→ **Document excerpt**
▼
From a decision last week by Judge Mary McElroy (D.R.I.) in Stiles v. Brown Univ.:
The plaintiff is a senior at Brown and a member of the varsity lacrosse team. As a result of an alleged incident on October 30, 2021, a fellow student, Jane Roe, accused the plaintiff of sexual assault and filed a Title IX complaint with Brown on November 18, 2021. A Brown Threat Assessment Team met the next day to “determine whether there is reasonable cause to believe that the Prohibited Conduct is likely to continue and/or the [plaintiff] poses a significant threat of harm to the health, safety, and welfare of others and the University community.” The Threat Assessment Team completed a rubric of questions concerning the allegations, any potential threat to the community, and any pattern of similar transgressions. Most of the questions were answered in the negative, but “due to the egregious nature of the alleged behavior” the Threat Assessment Team recommended an interim suspension pending determination of the Title IX complaint.
On November 30, 2021, John appealed his interim suspension to Vice President Eric Estes and submitted his response to the Title IX complaint. On December 6, 2021, Mr. Estes partially granted John’s appeal by allowing him to complete the current semester remotely and remanded the question of John’s suspension for the Spring semester to Brown’s threat assessment team for renewed consideration based on John’s response to the Title IX complaint. On December 10, 2021, the Threat Assessment Team affirmed its conclusion that the plaintiff’s “Prohibited Conduct was likely to continue” as well as Mr. Estes’ decision that the plaintiff should be suspended beginning on January 7, 2022, pending an investigation and resolution of the Title IX complaint….
The “student and private university relationship is essentially contractual in nature.” “The relevant terms of contractual relationship between a student and a university typically include the language found in the university’s student handbook.” Courts often interpret the terms of a student handbook “in accordance with the parties’ reasonable expectations, giving those terms the meaning that the university reasonably should expect the student to take from them.” …
The operative contract is Brown’s Student Conduct Procedures and Sexual Misconduct Procedure. Relevant here, the Student Conduct Procedures entitle the plaintiff to “not be presumed responsible of any alleged violations unless so found through the appropriate student conduct hearing” and to be “afforded an opportunity to offer a relevant response.” The Sexual Misconduct Procedure also “presumes that the Respondent is not responsible for the alleged Prohibited conduct” and further guarantees John “meaningful opportunities to participate” in the Title IX process. This reasonably includes any important phase of the process that will affect John’s rights, such as his continuing education, access to campus, or participation in school sponsored activities.
▲
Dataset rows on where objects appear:
▼
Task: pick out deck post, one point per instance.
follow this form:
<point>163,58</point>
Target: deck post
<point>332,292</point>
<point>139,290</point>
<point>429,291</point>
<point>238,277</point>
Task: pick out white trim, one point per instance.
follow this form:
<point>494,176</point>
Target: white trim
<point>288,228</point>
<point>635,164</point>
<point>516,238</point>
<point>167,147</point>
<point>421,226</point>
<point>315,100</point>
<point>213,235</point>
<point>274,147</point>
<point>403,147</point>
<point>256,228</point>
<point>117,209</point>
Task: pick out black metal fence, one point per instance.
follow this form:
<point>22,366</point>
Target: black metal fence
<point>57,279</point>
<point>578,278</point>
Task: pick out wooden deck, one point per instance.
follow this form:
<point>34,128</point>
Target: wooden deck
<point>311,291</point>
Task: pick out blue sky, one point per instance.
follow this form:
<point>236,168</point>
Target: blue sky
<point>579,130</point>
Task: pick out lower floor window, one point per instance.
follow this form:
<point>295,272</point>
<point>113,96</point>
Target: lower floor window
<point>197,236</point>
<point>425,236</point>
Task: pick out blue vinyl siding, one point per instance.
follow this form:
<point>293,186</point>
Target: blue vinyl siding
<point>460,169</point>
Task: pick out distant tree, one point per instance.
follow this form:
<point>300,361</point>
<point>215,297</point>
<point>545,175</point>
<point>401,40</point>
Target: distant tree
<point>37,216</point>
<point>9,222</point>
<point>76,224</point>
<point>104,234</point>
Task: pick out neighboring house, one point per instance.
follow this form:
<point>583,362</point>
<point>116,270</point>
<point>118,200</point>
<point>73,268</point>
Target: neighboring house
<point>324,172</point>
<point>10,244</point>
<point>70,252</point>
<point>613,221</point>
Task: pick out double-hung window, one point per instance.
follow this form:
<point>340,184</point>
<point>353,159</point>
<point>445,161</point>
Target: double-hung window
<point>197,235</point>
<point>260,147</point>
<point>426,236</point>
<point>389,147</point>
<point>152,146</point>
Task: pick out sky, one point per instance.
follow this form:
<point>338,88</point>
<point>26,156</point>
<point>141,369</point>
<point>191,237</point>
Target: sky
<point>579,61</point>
▲
→ **Short task A**
Answer these questions using the Stiles v. Brown excerpt:
(i) On what date did Jane Roe file her Title IX complaint with Brown?
(ii) To whom did John appeal his interim suspension?
(iii) Which two Brown documents make up the operative contract?
→ **Short task B**
Print the passage of the Stiles v. Brown excerpt between "On November 30, 2021, John" and "Title IX complaint….", inclusive.
→ **Short task C**
Write what comes next in the Stiles v. Brown excerpt, picking up after its final sentence.
The listing plays no part in this work.

→ **Task output A**
(i) November 18, 2021
(ii) Vice President Eric Estes
(iii) Brown's Student Conduct Procedures and its Sexual Misconduct Procedure

→ **Task output B**
On November 30, 2021, John appealed his interim suspension to Vice President Eric Estes and submitted his response to the Title IX complaint. On December 6, 2021, Mr. Estes partially granted John’s appeal by allowing him to complete the current semester remotely and remanded the question of John’s suspension for the Spring semester to Brown’s threat assessment team for renewed consideration based on John’s response to the Title IX complaint. On December 10, 2021, the Threat Assessment Team affirmed its conclusion that the plaintiff’s “Prohibited Conduct was likely to continue” as well as Mr. Estes’ decision that the plaintiff should be suspended beginning on January 7, 2022, pending an investigation and resolution of the Title IX complaint….

→ **Task output C**
The Sexual Misconduct Procedure permits the “interim actions” of emergency removal from campus and suspension pending resolution of a complaint if “there is reasonable cause to believe that the “Prohibited Conduct is likely to continue and/or the Respondent poses a significant threat of harm to the health, safety, and welfare of others or the University community.”
Here, however, the facts suggest that, in both assessments that it made, the Threat Assessment Team failed to demonstrate anything that would indicate they afforded the plaintiff a presumption that he was not responsible for the alleged conduct as required by contract. Instead, it focused on the nature of the unproven allegations and removed him from campus and suspended him before performing any investigation of those allegations. The plaintiff therefore is likely to succeed on his claim that Brown could not fairly determine if there were “reasonable cause to believe” that the plaintiff would likely continue his alleged prohibited conduct or otherwise be a threat to the university community….
The plaintiff meets his burden to demonstrate irreparable harm in the absence of an injunction. The plaintiff’s transcript currently indicates that he is suspended for the Spring 2022 semester. It is not speculative to presume that such a notation on his permanent record will have lasting, negative ramifications. See Doe v. Univ. of Conn. (D. Conn. Jan. 23, 2020) (finding irreparable harm where the student “would also need to explain the suspension notation on his UCONN transcript, and a truthful explanation would seriously hinder his prospects”); Doe v. Middlebury Coll. (D. Vt. Sept. 16, 2015) (finding irreparable harm where the student “would have to explain, for the remainder of his professional life, why his education either ceased prior to completion or contains a gap”); King v. DePauw Univ. (S.D. Ind. Aug. 22, 2014) (finding irreparable harm where plaintiff would “forever have either a gap or a senior-year transfer on his record,” noting the inevitability of questions by future employers or graduate schools for which “any explanation is unlikely to fully erase the stigma”)….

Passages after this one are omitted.